$12.4M Multi-Utility Microgrid Project Announced by U.S./Canadian Team

Sept. 21, 2016
A North American consortium plans to build a $12.4 million multi-utility microgrid project, designed to show how microgrids save money and help integrate renewables with advanced software.

A North American consortium plans to build a $12.4 million multi-utility microgrid project, designed to show how microgrids save money and help integrate renewables with advanced software.

Utilities Emera Maine, Nova Scotia Power and Toronto Hydro will team up on the project with Opus One Solutions, Advanced Microgrid Solutions (AMS), Smarter Grid Solutions and the Center for Urban Energy at Ryerson University.

The utilities plan to demonstrate various microgrid capabilities at projects in Maine and Eastern Canada. These include delivery of virtual resources – a hallmark of team member AMS — as well as a microgrid’s ability to provide feeder load relief, volt/VAR optimization and conservation voltage reduction.

-=-=-=-=-

**AIM 1:**
Answer these about the microgrid article:
(a) How much will the consortium's project cost?
(b) Which three utilities are teaming up on it?
(c) Where will the utilities demonstrate the microgrid capabilities?
The article and the listing have nothing to do with each other.

-=-=-=-=-

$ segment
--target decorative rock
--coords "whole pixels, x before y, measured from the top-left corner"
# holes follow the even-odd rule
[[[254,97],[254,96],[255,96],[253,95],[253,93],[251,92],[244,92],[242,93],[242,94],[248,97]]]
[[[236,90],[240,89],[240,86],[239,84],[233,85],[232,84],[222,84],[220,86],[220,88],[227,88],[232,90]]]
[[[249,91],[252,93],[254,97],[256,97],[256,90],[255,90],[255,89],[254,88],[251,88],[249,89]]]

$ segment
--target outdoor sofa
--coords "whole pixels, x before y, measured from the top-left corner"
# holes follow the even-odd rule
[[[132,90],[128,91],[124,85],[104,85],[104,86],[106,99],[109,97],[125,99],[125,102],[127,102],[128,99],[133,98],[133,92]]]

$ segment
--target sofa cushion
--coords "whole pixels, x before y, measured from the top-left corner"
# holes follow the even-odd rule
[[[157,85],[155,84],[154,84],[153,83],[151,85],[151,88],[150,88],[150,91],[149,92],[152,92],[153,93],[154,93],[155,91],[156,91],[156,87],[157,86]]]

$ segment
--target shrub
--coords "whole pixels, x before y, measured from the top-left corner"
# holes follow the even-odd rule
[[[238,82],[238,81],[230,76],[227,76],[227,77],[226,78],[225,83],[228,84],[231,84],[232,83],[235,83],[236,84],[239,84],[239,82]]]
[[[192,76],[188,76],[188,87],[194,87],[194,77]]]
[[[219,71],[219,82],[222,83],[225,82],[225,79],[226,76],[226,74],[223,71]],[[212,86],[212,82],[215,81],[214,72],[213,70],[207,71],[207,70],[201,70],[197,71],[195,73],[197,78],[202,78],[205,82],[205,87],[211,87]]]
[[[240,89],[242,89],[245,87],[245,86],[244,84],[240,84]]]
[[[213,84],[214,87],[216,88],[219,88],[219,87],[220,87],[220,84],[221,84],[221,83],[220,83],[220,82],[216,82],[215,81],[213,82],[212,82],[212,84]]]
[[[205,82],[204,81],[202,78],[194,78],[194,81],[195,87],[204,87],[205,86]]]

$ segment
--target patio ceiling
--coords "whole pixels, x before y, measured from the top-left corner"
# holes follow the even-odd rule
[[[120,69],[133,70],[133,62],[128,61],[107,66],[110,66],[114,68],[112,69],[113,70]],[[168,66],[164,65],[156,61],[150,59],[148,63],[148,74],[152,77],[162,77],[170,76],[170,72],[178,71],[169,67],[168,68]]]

-=-=-=-=-

**AIM 2:** List every line of the listing that contains the string "target". Case counts.

**EXERCISE RESPONSE 1:**
(a) $12.4 million
(b) Emera Maine, Nova Scotia Power and Toronto Hydro
(c) In Maine and Eastern Canada

**EXERCISE RESPONSE 2:**
--target decorative rock
--target outdoor sofa
--target sofa cushion
--target shrub
--target patio ceiling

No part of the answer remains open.